---------- EXTRACT PROVIDED
Fibromyalgia is considered to mostly affect women, with estimates showing they account for more than 90% of reported cases.
However, according to a new study, this percentage is not supported by unbiased studies, and when gender bias is eliminated, the proportion of women with fibromyalgia is lowered to 60%.
The study, “Fibromyalgia diagnosis and biased assessment: Sex, prevalence and bias,” was published in the journal Plos One.
Fibromyalgia is chronic widespread pain in muscles and tendons. There are two types of fibromyalgia: one that is diagnosed based on a set of published criteria by the American College of Rheumatology (CritFM) and another based on clinical diagnosis (ClinFM).
Epidemiological studies estimate the majority of fibromyalgia cases to be in women, but this finding could be biased due to different criteria and methodology used in making diagnoses.
--------------------
Pick up the passage on fibromyalgia diagnosis and sex bias after its final sentence and continue it.
---------- INFORMATION GIVEN
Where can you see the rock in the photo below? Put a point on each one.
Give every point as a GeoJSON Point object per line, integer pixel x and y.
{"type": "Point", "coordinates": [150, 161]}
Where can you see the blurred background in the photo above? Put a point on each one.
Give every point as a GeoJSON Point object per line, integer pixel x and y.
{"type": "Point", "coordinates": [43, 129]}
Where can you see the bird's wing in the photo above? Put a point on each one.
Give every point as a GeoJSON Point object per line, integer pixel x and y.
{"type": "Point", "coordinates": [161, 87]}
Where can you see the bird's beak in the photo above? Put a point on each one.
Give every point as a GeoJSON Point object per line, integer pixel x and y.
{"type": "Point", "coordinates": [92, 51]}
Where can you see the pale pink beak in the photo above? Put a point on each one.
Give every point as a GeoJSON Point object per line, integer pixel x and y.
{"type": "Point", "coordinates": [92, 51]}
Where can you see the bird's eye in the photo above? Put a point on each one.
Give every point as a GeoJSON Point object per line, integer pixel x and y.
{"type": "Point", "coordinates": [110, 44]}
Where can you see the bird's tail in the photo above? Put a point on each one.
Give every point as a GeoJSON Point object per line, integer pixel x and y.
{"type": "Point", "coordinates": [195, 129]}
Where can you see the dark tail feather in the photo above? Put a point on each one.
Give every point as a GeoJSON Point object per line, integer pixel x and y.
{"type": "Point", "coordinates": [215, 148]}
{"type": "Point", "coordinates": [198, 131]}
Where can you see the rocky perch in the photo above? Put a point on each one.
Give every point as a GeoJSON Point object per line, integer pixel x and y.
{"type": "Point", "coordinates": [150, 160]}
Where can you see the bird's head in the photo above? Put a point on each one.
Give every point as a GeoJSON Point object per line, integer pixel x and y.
--------------------
→ **EXERCISE RESPONSE**:
Moreover, “different criteria sets and methodology, as well as bias, have led to widely varying (0.4%->11%) estimates of prevalence and female predominance (>90% to <61%),” the researchers wrote.
Using the 2016 American College of Rheumatology fibromyalgia criteria and a rheumatic disease databank, the researchers analyzed fibromyalgia prevalence and gender distribution.
They used two data sets in their analysis. The first group, referred to as the selection biased group, consisted of 1,761 patients who were specifically diagnosed with fibromyalgia by a rheumatologist. A second set, called the unbiased group, included 4,342 rheumatoid arthritis patients without a fibromyalgia diagnosis.
In the selection-biased group, 90% of the study population were women. However, in the second group, fibromyalgia symptoms were detected in only 58.7%.
Generalized pain was reported by 36.8% of the women compared with 32.4% of men. Similarly, the magnitude and severity of fibromyalgia symptoms were also higher in women, the authors noted.
The team also assessed fibromyalgia prevalence and gender bias in a previously reported German population study with 2,435 patients using the American College of Rheumatology’s 2016 criteria.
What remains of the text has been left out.